>> Begin
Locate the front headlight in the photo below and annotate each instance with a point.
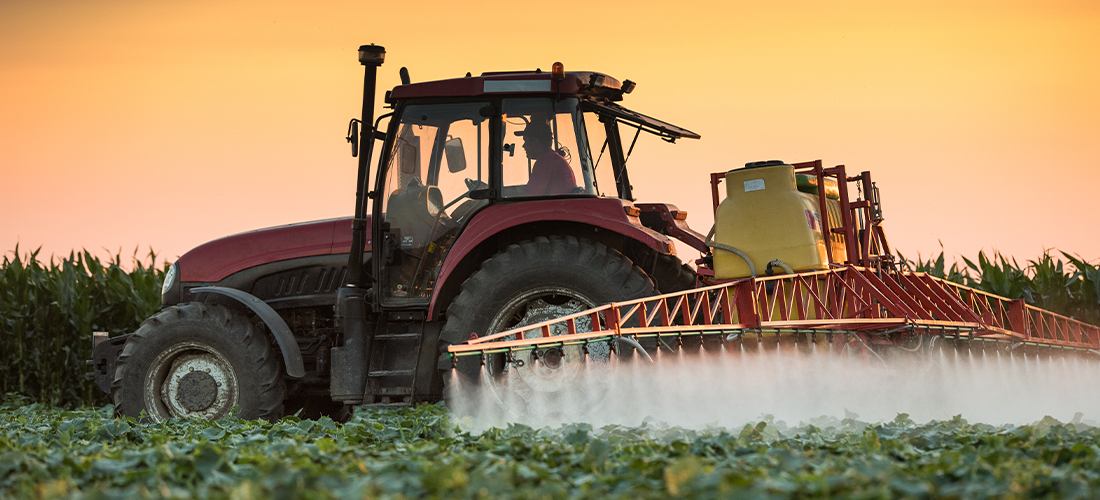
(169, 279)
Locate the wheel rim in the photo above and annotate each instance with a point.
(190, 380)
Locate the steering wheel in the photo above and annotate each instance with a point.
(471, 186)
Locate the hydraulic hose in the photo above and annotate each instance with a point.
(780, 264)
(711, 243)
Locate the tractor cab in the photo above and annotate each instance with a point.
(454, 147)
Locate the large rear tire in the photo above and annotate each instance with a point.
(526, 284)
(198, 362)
>> End
Task instructions =>
Please write out the data above again, replacing every "annotate" with "mark" and changing nothing else. Leave the pictures out.

The completed task =>
Locate the front headlight in the photo below and mark each instance with a point.
(169, 279)
Locate the wheel rim in the photo above and mark each instance with a point.
(190, 380)
Locate the steering wheel in the photo above and mark each instance with a point.
(471, 186)
Locate the hydraulic hose in the photo above and mark each instance with a point.
(780, 264)
(711, 243)
Locate the tractor cab in the photo above and mark each instance with a point.
(454, 147)
Locate the large rear tire in the photo above and mark each instance with a point.
(526, 284)
(198, 362)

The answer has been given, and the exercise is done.